[Exercise prompt] Can you continue the article on presbyopia from where it stops?

[Selected extract]

=====

Clearing things up

Health: For the estimated 90 million American adults who suffer from presbyopia, advances in contact lenses, eyeglasses and surgical techniques offer hope for improved vision.

September 02, 2001|By Lisa Liddane | Lisa Liddane,ORANGE COUNTY REGISTER

In the winter, Denise Hess sat on her living room sofa to work on her needlepoint. Eyeglasses perched on her nose, she held out the fabric at arm's length, struggling to count the tiny squares.

And the dance began.

She adjusted her glasses. Forward. Backward. Up. Down. And so on, until she found that sweet spot in which the fabric didn't appear blurry.

Hess, 49, a library technician from Yorba Linda, Calif., has presbyopia -- a condition in which eyes are unable to see nearby objects clearly. This usually occurs after age 40, when the eyes' lenses become less flexible.

Symptoms of presbyopia, which affects an estimated 90 million adults in the United States, include having to hold reading material farther away, headaches and difficulty seeing in poor lighting.

=====

[Dataset]
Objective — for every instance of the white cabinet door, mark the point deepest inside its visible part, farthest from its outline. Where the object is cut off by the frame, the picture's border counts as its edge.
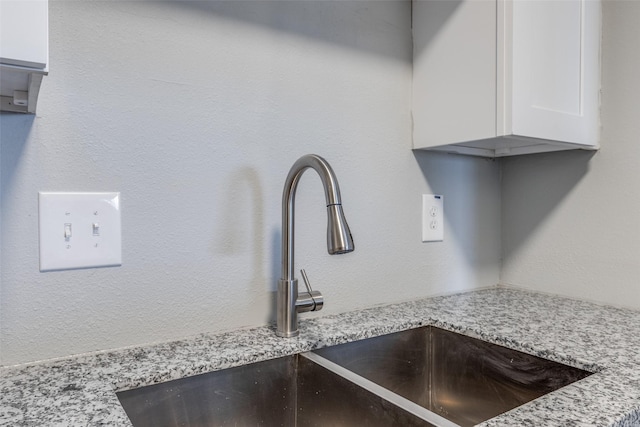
(24, 52)
(505, 77)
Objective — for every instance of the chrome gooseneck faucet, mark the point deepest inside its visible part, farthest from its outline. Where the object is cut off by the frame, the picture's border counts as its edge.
(339, 241)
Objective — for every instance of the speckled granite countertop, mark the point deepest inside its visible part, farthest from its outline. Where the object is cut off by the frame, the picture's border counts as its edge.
(80, 391)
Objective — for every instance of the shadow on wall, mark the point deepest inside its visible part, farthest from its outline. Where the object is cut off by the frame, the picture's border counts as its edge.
(312, 20)
(533, 186)
(15, 129)
(241, 227)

=====

[Exercise answer]
Hess' tango with her eyeglasses ended months later when she bought disposable bifocal contact lenses that enable her to see near and far. They are among the technical improvements that have increased options for presbyopes who want eyewear tailored to their lifestyles.

Sure, drugstore-variety reading glasses work for some. But many baby boomers, optometrists say, want nothing to do with old-fashioned reading glasses, known as "cheaters."

Beyond cosmetic appeal, contact lenses and progressive addition lenses offer some distinct advantages. They can accommodate -- in ways that drugstore-variety reading glasses sometimes can't -- other vision-related aspects of a person's lifestyle, such as using a computer, exercising or playing a sport, or other eye conditions, such as astigmatism.

Here's a look at some of the options for aging eyes:

Contact lenses

In recent years, disposable or frequent-replacement contact lenses for correcting presbyopia have become available. Disposables are replaced about every two weeks; frequent replacement, typically every month. Disposables are popular because they are relatively easy to replace if lost or damaged, and because they might be less likely to cause eye infections than lenses worn for longer periods.

Disposables have many advantages, said Timothy B. Edrington, chief of the cornea and contact lens service at the Southern California College of Optometry in Fullerton.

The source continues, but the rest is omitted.